Para os apoiantes de Trump à direita dos EUA, a notícia da acusação já provocou um ninho de vespas de queixa e raiva. Nos media sociais e na câmara de eco da direita, influenciadores e especialistas rangeram os dentes sobre processos criminais que consideram politicamente motivados. Milícias neofascistas marginais estão fazendo apelos online para a guerra. As emissoras mais tradicionais veem Trump como vítima de um sistema liberal vingativo.

“Donald Trump nem é mais uma pessoa. Ele é um símbolo”, disse o comentador de direita Glenn Beck à Fox News. “Ele é um símbolo das pessoas comuns, que são sempre quem perde.”

Como Trump – um magnata do setor imobiliário, celebridade dos tablóides e ocupante do Salão Oval por um mandato com um longo e variado histórico de dificuldades legais – pode ser equiparado às pessoas mais comuns é uma façanha da imaginação, talvez apenas possível entre a sua base de apoio. Enquanto se enfurece com as múltiplas investigações criminais que se fecham em torno dele em diferentes jurisdições, o ex-presidente decidiu fazer uma limonada com os limões que lhe foram entregues. Inúmeros especialistas acham que o destaque da acusação pode aumentar as suas chances nas primárias presidenciais republicanas de 2024.

> [Listagem de dados]:
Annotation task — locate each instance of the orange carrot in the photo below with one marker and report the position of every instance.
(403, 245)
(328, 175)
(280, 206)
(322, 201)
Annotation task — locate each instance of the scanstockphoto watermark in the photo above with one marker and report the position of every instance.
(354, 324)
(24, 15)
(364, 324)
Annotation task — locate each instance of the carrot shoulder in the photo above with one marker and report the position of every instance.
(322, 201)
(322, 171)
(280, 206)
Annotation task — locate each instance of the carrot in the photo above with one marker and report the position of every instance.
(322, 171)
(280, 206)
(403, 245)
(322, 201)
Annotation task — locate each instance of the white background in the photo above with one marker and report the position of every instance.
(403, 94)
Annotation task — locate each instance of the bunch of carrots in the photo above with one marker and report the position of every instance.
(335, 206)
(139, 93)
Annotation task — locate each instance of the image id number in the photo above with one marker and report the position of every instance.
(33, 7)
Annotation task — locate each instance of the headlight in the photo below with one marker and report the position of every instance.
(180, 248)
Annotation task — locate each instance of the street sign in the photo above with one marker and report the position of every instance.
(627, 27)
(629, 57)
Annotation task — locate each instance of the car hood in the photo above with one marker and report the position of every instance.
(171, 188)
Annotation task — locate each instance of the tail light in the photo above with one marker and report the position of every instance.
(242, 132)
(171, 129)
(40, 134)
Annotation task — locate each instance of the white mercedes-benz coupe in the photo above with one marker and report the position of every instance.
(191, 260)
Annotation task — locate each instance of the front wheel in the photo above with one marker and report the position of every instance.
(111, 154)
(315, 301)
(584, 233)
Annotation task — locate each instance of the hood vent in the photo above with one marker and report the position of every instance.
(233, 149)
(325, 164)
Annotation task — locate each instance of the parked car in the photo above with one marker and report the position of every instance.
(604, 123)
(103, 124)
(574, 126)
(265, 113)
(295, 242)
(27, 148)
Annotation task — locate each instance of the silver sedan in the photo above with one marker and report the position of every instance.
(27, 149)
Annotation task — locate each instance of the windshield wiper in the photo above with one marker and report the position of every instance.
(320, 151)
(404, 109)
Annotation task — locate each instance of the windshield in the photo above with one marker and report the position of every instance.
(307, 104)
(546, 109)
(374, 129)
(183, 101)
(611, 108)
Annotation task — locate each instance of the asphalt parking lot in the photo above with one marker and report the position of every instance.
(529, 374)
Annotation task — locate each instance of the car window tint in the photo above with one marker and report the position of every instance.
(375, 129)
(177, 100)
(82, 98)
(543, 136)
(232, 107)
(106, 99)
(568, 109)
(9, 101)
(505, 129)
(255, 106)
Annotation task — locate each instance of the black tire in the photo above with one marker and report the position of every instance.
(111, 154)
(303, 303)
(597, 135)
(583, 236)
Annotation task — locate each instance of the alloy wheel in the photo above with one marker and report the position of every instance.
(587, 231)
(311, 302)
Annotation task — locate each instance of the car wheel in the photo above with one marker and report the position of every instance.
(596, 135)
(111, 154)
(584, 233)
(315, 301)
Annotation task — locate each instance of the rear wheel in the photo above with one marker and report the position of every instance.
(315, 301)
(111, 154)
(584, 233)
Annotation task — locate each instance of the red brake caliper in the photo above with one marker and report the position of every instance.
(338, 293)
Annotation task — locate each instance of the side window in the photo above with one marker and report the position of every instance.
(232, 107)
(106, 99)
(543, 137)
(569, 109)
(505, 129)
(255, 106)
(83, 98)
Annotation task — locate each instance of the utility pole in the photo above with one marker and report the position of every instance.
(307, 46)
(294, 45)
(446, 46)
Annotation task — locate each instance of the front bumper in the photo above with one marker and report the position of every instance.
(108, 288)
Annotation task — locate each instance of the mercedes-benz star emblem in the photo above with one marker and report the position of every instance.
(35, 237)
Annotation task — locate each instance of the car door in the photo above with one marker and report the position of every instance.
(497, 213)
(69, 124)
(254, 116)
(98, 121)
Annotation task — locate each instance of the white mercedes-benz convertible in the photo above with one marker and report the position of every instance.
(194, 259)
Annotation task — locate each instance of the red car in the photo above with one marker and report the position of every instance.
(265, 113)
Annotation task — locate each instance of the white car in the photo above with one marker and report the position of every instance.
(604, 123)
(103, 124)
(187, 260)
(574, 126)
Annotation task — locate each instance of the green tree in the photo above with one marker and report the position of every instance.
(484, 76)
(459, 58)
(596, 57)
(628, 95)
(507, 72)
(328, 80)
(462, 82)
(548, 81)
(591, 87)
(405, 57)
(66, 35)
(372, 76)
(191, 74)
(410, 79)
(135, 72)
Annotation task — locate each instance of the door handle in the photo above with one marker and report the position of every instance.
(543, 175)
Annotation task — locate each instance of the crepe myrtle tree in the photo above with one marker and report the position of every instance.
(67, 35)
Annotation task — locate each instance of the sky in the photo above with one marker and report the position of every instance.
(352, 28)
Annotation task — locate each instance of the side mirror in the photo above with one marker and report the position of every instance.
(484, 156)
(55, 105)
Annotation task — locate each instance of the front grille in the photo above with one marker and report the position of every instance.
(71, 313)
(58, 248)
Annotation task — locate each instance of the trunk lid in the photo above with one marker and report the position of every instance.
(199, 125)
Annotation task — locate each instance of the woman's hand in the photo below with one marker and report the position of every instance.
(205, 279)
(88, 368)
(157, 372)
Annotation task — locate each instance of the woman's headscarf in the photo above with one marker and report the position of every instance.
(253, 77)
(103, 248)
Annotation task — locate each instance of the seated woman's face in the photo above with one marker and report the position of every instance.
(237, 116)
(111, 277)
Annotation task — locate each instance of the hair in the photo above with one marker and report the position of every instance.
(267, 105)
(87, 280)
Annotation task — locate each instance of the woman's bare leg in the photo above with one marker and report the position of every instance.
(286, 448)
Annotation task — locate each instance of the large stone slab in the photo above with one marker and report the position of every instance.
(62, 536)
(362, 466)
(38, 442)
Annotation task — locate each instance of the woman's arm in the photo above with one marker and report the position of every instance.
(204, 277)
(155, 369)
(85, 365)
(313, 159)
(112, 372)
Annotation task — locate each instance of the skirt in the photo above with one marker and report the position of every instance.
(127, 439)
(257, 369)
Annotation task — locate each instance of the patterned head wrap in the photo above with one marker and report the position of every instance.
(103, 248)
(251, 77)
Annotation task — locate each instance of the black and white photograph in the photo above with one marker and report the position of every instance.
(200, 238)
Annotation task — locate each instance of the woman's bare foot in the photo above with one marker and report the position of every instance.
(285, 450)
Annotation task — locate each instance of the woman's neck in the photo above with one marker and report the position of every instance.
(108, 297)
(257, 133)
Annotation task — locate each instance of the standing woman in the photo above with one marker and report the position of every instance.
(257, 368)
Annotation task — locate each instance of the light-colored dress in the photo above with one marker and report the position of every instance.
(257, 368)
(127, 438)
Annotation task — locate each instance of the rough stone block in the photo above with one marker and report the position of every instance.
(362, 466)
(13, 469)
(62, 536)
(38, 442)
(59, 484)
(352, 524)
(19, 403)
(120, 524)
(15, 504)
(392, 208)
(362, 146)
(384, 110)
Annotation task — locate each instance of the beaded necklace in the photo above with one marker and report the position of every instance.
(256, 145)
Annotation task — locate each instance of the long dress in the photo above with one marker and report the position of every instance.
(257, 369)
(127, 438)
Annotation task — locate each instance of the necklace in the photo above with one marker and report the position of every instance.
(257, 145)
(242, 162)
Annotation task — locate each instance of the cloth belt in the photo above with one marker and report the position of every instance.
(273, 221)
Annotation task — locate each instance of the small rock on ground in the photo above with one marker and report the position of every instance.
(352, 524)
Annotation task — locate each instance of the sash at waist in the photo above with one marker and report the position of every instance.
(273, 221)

> [Requisito 1]: Repita, sem alterar nada, o trecho do texto sobre a acusação de Trump que começa em "Para os apoiantes" e termina em "sistema liberal vingativo.".
> [Requisito 2]: Dê seguimento ao texto sobre a acusação de Trump a partir da sua última frase.

> [Resposta escrita 1]:
Para os apoiantes de Trump à direita dos EUA, a notícia da acusação já provocou um ninho de vespas de queixa e raiva. Nos media sociais e na câmara de eco da direita, influenciadores e especialistas rangeram os dentes sobre processos criminais que consideram politicamente motivados. Milícias neofascistas marginais estão fazendo apelos online para a guerra. As emissoras mais tradicionais veem Trump como vítima de um sistema liberal vingativo.

> [Resposta escrita 2]:
“Trump – um ex-apresentador de reality shows que está tentando ganhar um segundo mandato na Casa Branca em 2024 – já começou a refletir sobre as imagens indeléveis que provavelmente emergirão de seu dia no tribunal na terça-feira, falando sobre tudo, desde a sua foto na condição de acusado de crime e como ele pode usar o momento para transmitir desafio”, relataram os meus colegas.

O resto do mundo também está assistindo. Alguns espectadores proeminentes compartilharam o ceticismo e a indignação dos apoiantes de Trump, vendo os procedimentos como parte de uma agenda destinada a derrubar o ex-presidente ultranacionalista.

“Infelizmente, será muito difícil para a Política Externa dos Estados Unidos usar argumentos como ‘democracia’ e ‘eleições livres e justas’ ou tentar condenar ‘processos políticos’ em outros países daqui para frente”, twittou Nayib Bukele, o presidente de Salvador.

Em tweet separado, Bukele, que entrou em conflito com o governo Biden e os legisladores democratas sobre sua percepção de erosão das normas e salvaguardas democráticas naquele país centro-americano, perguntou qual seria a reação em Washington “se isso acontecesse com um candidato presidencial líder da oposição aqui em Salvador.”

Na China, o espetáculo nos Estados Unidos reflete os perigos de sua polarização política e dá aos porta-vozes do regime de partido único em Pequim a oportunidade de dar palestras. Desde que os apoiantes de Trump invadiram o Capitólio em 6 de janeiro de 2021, os Estados Unidos “foram incapazes de consertar a disfunção sistémica que levou ao motim”, observou o Global Times estatal da China, que sugeriu que a “próxima temporada eleitoral ampliará o confronto e a divisão na sociedade americana, com problemas crónicos como racismo, violência armada e violência política sinalizando um possível agravamento”.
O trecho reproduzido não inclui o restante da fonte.